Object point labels
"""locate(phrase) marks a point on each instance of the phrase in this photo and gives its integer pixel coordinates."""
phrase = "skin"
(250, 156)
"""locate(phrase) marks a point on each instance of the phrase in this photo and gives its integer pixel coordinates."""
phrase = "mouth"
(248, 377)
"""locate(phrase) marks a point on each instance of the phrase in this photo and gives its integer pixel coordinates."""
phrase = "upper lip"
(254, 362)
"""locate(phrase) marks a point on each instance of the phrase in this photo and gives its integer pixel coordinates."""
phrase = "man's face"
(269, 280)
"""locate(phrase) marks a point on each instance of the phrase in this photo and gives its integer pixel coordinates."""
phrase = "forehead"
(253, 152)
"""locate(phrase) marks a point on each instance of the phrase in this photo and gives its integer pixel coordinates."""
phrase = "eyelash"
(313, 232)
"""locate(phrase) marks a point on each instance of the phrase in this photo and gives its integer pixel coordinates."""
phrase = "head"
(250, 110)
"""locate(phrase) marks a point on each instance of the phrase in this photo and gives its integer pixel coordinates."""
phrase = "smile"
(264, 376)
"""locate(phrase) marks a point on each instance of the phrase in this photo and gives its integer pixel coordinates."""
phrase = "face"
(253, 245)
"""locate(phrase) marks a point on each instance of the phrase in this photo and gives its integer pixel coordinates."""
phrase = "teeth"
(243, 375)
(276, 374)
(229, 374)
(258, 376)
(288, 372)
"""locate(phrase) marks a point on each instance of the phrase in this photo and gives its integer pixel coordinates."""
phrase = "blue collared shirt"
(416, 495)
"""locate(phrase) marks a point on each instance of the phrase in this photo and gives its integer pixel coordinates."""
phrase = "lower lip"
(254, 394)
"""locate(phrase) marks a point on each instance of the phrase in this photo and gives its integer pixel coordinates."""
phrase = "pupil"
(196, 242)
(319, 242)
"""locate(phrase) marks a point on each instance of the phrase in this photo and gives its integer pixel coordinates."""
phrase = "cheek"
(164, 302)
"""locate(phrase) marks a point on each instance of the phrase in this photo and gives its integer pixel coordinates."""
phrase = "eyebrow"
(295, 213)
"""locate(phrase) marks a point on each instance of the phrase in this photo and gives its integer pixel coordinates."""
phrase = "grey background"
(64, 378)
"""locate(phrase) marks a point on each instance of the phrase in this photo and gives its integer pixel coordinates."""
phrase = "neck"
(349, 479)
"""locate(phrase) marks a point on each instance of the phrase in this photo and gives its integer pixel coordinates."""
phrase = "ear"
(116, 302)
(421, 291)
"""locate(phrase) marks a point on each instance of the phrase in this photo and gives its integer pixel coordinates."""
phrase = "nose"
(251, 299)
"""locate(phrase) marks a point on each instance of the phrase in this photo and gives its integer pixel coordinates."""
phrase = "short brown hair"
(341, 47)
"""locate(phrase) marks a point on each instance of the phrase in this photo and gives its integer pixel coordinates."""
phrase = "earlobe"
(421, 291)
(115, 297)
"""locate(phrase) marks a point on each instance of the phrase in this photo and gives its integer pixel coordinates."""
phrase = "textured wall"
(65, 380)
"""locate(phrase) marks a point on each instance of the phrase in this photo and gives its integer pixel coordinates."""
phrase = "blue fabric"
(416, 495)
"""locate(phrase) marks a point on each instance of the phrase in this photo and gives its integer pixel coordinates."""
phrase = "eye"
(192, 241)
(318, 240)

▶ **STATED TASK**
How many lines in the items above contain the word "blue"? Reply with the number alone.

▶ **THE OUTPUT**
2